[START]

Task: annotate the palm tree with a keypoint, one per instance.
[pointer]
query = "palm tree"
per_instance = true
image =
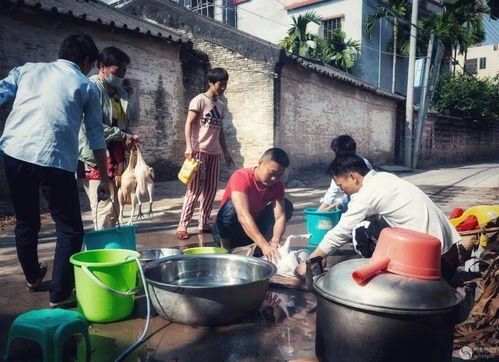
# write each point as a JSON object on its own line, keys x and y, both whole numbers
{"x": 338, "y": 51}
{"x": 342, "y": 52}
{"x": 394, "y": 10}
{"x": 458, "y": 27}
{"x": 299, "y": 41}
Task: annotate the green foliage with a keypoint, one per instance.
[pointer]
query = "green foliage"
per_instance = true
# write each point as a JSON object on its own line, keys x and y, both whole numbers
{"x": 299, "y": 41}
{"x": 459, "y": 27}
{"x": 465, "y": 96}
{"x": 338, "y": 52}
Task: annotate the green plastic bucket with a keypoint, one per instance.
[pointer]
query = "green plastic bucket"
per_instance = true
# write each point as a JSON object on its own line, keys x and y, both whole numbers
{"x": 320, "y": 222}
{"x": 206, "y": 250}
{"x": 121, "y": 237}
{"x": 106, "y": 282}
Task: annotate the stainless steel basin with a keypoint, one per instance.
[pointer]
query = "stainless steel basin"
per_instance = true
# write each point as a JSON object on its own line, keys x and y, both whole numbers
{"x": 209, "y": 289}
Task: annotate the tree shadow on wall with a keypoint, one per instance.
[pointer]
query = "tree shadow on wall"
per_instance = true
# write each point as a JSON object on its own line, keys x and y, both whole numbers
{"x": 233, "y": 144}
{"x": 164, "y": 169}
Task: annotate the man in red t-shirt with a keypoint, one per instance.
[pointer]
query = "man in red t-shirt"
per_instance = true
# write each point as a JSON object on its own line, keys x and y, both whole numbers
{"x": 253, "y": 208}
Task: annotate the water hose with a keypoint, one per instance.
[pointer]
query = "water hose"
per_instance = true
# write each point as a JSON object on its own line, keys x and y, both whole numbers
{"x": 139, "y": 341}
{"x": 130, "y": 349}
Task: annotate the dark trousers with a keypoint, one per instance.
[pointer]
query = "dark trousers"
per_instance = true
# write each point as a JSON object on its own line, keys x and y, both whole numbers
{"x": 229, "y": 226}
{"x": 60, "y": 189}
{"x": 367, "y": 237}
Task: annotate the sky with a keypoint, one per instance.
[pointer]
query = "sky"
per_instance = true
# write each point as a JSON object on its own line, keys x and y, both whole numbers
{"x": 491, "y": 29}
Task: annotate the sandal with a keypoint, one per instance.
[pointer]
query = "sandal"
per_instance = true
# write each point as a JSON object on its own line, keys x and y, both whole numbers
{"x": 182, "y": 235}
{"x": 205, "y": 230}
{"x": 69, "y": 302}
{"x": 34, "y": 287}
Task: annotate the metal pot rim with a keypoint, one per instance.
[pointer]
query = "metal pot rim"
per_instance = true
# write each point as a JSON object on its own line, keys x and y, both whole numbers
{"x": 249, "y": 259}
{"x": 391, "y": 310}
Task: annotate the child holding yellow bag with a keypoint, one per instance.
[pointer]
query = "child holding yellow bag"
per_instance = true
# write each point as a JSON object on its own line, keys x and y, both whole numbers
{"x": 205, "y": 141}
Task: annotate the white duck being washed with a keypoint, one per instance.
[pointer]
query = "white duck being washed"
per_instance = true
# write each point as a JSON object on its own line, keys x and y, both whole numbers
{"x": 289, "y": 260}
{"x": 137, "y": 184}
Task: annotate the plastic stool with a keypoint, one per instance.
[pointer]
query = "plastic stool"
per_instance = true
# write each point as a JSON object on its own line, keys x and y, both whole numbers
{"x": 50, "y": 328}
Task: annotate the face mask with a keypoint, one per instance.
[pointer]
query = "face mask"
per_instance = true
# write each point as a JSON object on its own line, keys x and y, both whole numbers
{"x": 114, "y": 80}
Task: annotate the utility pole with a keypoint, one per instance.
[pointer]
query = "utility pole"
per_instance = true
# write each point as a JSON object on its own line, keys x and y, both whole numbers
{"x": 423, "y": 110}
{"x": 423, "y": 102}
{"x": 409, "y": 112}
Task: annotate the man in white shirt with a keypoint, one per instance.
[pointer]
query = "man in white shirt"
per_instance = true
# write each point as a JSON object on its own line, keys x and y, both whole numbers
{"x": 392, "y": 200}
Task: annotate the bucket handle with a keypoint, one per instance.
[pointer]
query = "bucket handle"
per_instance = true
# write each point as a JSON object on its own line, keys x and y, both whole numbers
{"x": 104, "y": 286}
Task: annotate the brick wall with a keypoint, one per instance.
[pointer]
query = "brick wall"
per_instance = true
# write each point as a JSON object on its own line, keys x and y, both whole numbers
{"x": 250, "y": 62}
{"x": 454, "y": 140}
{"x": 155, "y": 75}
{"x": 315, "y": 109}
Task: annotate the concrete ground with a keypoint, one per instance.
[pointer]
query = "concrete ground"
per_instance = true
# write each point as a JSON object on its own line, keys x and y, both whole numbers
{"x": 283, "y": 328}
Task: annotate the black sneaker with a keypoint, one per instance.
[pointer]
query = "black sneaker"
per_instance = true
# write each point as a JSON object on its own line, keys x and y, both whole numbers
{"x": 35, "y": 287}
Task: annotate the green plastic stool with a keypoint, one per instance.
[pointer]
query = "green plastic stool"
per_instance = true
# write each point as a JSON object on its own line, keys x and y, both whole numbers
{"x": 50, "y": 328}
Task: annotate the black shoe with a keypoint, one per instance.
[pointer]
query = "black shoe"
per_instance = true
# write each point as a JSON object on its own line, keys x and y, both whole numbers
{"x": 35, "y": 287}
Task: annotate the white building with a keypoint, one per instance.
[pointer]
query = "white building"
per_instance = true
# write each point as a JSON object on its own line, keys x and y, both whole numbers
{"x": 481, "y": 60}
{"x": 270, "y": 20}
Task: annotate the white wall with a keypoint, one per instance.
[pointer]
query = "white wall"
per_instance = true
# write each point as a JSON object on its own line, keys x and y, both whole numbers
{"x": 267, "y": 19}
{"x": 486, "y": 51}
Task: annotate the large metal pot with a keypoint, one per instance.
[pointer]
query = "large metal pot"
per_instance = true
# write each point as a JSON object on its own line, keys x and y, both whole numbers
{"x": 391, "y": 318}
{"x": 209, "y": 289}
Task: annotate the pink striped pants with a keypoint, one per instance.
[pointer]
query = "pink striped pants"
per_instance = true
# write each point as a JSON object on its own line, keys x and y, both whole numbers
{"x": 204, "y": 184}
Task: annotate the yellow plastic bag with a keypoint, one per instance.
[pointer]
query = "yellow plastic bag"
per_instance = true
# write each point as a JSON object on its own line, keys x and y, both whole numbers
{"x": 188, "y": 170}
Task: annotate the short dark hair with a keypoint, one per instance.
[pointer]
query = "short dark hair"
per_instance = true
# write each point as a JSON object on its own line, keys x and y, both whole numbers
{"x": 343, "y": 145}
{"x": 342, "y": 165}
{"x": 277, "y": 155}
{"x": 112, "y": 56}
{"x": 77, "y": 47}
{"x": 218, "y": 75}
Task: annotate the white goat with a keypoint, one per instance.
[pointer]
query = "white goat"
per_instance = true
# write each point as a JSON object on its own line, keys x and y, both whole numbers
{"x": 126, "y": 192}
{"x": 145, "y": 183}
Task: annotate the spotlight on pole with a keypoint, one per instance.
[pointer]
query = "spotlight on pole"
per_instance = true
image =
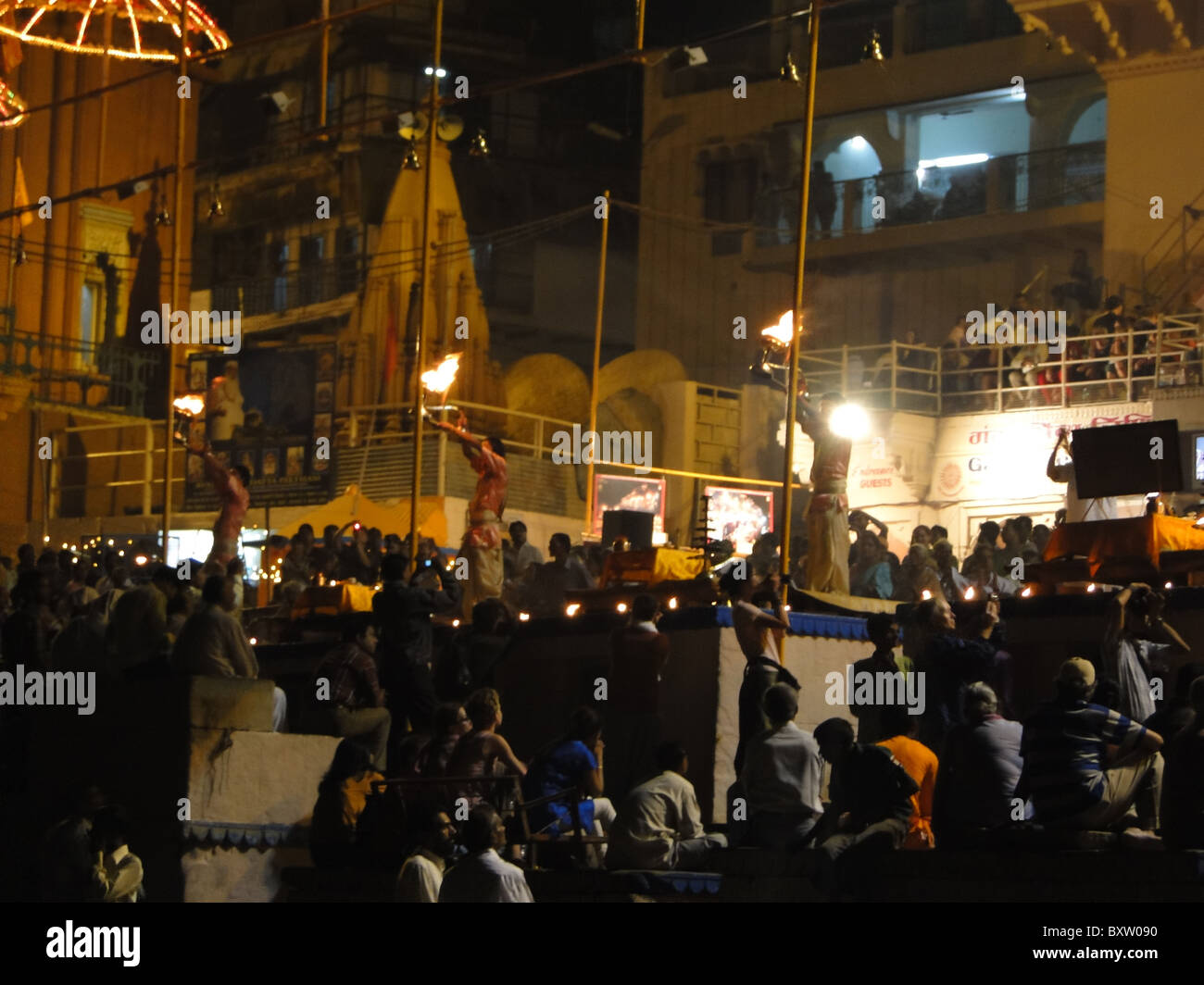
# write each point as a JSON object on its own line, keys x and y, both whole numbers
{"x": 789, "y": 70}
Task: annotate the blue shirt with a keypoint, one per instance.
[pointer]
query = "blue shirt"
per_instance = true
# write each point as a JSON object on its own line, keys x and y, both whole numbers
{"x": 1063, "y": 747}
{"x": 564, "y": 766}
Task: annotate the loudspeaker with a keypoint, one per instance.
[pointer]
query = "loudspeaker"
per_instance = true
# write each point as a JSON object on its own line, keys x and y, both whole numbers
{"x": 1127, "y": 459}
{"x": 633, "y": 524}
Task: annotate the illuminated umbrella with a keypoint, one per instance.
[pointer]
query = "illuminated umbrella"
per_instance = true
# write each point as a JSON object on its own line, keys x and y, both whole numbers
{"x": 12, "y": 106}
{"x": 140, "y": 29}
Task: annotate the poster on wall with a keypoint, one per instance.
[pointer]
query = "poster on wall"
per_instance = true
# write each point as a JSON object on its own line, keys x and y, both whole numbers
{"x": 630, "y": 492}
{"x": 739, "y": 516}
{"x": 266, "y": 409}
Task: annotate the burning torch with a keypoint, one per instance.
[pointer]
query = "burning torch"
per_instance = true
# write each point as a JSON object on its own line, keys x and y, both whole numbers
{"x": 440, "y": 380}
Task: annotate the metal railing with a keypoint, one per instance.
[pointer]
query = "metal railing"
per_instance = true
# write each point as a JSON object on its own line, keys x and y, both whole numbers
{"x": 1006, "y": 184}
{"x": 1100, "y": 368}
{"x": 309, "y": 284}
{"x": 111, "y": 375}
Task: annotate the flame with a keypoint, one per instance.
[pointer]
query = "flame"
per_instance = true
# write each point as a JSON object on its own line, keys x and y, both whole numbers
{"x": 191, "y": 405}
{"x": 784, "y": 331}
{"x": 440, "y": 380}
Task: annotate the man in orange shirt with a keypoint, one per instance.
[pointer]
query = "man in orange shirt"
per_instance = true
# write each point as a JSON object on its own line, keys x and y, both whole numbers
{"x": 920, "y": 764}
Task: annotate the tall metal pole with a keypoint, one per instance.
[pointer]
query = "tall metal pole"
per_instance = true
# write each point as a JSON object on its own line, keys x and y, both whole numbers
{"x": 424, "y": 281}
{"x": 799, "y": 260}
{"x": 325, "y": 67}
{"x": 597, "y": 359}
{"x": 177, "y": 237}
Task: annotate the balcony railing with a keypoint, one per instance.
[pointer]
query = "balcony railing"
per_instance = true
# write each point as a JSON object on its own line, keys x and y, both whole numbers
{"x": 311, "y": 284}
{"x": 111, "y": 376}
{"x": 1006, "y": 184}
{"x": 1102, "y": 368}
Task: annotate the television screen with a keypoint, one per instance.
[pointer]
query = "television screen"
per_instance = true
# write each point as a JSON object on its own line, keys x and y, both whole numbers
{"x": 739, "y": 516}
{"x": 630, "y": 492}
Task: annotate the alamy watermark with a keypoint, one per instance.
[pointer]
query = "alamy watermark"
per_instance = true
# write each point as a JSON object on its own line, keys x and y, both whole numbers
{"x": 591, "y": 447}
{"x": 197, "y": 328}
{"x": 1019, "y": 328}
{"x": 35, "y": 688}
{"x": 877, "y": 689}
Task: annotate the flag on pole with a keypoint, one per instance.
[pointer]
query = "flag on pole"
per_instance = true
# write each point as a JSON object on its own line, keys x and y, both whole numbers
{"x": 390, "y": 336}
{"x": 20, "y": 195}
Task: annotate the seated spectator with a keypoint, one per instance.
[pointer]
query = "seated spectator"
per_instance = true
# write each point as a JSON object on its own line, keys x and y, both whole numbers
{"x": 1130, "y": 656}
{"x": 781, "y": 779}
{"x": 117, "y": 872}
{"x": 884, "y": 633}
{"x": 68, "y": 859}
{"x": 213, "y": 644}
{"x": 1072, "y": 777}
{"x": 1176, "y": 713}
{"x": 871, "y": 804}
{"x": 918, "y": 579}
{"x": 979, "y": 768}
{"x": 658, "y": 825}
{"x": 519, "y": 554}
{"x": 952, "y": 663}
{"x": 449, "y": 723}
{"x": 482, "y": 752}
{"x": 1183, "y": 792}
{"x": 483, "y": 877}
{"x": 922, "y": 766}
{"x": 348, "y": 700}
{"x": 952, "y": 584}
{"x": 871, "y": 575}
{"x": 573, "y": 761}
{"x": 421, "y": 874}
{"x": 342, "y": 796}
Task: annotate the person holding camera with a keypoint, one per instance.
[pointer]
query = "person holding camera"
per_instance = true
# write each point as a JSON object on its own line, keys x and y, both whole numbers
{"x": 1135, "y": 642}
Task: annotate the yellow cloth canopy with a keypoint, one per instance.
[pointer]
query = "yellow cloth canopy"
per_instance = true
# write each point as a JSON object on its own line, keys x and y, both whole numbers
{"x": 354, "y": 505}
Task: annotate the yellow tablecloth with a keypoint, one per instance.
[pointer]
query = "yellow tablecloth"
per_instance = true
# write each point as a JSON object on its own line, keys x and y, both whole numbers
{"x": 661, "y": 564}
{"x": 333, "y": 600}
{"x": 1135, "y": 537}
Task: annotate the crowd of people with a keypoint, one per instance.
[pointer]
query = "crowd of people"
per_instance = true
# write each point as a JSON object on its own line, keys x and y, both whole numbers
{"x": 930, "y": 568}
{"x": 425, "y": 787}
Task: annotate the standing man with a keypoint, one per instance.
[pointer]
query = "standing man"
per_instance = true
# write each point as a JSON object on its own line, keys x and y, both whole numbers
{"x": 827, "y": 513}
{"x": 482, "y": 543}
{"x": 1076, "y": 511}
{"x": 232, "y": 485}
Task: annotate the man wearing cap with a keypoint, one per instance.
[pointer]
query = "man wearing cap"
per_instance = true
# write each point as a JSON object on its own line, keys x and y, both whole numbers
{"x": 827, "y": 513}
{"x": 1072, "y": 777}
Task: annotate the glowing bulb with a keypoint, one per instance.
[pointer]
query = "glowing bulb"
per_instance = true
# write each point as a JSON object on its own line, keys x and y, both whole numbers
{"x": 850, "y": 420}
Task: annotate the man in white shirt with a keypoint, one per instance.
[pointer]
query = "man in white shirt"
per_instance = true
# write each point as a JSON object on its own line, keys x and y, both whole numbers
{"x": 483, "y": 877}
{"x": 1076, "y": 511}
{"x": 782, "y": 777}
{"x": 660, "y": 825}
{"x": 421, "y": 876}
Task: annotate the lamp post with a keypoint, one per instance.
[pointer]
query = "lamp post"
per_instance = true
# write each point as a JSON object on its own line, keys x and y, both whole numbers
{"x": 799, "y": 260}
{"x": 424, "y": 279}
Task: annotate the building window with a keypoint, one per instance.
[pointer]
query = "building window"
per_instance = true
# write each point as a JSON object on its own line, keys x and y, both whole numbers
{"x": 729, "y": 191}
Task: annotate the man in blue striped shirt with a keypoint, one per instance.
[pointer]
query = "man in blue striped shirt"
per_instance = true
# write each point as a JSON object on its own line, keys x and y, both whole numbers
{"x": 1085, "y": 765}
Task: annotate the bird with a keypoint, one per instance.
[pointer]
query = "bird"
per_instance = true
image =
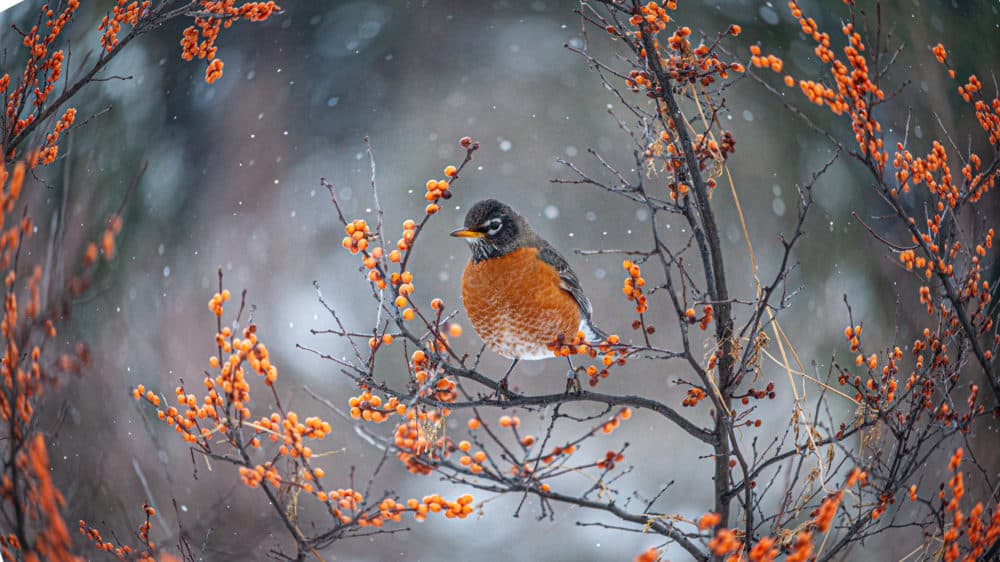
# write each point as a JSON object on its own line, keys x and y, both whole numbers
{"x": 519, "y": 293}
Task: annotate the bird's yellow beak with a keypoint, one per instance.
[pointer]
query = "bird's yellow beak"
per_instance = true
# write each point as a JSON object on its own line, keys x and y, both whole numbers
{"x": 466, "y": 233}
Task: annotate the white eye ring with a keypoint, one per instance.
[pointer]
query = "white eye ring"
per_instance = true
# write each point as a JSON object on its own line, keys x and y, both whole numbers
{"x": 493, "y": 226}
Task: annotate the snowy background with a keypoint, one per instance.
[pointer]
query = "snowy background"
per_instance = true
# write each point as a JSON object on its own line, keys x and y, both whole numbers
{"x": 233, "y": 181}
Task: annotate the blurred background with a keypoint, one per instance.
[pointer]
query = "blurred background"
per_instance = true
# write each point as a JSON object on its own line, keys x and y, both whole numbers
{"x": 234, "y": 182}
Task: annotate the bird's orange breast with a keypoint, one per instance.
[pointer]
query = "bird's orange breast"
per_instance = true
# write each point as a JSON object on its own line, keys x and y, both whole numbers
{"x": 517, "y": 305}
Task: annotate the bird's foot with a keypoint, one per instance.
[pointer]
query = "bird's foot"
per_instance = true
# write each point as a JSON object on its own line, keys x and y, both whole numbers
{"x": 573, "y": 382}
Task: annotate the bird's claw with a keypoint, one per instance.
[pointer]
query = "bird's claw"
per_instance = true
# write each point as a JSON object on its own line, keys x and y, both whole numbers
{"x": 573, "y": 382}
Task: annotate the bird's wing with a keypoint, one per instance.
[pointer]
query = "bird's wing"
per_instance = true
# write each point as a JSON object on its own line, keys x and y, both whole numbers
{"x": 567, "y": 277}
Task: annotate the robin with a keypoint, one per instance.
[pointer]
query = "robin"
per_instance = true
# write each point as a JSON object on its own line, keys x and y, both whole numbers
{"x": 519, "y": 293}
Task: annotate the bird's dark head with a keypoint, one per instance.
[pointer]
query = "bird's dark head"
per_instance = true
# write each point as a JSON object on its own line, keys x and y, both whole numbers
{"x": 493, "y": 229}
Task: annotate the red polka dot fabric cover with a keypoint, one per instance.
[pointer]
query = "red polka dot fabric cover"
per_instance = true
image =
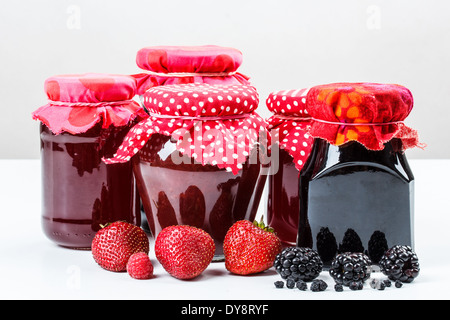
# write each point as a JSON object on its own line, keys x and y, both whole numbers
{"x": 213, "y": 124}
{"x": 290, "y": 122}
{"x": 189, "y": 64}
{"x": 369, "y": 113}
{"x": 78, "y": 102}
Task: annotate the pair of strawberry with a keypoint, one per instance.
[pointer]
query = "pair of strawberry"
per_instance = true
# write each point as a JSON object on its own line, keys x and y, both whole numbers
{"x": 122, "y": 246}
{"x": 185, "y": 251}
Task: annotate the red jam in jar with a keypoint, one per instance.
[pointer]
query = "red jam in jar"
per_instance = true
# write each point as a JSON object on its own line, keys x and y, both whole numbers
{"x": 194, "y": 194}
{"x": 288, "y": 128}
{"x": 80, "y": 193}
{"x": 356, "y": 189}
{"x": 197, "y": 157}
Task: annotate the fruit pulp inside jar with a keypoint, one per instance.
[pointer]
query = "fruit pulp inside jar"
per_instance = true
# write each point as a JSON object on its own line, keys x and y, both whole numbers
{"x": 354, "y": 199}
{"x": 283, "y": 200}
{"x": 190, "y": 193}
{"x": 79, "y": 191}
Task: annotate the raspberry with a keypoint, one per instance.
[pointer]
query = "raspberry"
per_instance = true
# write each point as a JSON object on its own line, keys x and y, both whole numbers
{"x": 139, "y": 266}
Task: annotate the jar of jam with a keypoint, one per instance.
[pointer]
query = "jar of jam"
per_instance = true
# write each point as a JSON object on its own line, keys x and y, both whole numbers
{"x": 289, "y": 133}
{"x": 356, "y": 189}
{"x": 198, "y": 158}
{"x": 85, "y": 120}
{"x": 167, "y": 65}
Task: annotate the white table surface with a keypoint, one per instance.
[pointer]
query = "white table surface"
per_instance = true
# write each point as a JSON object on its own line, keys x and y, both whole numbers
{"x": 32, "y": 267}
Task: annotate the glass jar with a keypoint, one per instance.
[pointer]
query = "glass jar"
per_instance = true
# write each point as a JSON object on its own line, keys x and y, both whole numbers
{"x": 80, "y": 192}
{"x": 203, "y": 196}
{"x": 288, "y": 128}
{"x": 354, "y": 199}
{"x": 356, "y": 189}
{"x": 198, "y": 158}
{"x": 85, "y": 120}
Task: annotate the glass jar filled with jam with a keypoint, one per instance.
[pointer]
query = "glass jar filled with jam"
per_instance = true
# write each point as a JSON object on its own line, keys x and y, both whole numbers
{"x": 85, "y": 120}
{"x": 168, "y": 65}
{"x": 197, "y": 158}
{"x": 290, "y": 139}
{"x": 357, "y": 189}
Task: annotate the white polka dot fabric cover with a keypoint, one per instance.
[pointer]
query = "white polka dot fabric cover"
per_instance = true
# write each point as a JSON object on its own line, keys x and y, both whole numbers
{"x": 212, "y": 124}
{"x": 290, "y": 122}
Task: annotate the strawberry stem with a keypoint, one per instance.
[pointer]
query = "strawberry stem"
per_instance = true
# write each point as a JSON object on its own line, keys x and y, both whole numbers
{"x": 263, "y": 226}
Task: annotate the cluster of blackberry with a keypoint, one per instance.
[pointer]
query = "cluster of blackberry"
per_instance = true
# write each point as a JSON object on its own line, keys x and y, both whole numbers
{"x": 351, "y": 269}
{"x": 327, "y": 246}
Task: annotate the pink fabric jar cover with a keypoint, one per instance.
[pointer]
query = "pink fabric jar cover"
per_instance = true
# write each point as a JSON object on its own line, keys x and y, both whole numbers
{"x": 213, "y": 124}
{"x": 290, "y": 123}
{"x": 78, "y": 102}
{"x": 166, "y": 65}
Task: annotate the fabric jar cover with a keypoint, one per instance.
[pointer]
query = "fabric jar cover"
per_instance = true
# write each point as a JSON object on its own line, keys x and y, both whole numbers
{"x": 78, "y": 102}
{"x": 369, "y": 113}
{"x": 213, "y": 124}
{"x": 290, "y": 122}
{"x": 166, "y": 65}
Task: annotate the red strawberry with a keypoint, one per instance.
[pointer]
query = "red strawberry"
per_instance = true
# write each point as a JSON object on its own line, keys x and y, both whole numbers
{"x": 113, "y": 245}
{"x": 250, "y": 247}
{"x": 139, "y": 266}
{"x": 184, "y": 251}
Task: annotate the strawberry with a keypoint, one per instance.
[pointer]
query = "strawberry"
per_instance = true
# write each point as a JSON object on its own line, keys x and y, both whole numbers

[END]

EXERCISE AIM ::
Only the lines from the one containing "Task: annotate the pink fabric" through the end of the material should be reproduced, exactly, with both ends included.

RESULT FOR THIS EXERCISE ::
Task: annotate the pink fabric jar cover with a keypoint, one per instance.
[pointer]
query = "pink fabric jar cover"
per_instance = true
# write each point as a JSON object on its own line, keys x and y, both whole numbers
{"x": 213, "y": 124}
{"x": 290, "y": 123}
{"x": 78, "y": 102}
{"x": 166, "y": 65}
Task: annotate the fabric jar cover with a keypoint, one per instance.
[pointer]
query = "fabric jar cover"
per_instance = true
# write each point as a JSON object on its own line, keys x and y, both whole numbers
{"x": 78, "y": 102}
{"x": 369, "y": 113}
{"x": 213, "y": 124}
{"x": 290, "y": 122}
{"x": 166, "y": 65}
Task: annotate the red strawberry with a keypoint, one per instance.
[pointer]
query = "red strawberry"
per_instance = true
# write each point as a JSON object on its own line, keys x and y, both whole numbers
{"x": 113, "y": 245}
{"x": 250, "y": 247}
{"x": 139, "y": 266}
{"x": 184, "y": 251}
Task: annotate the strawberry with a keypoint, one per instance.
[pointer]
query = "strawberry"
per_instance = true
# write each point as a JSON object on its own line, keys x and y, both whole numbers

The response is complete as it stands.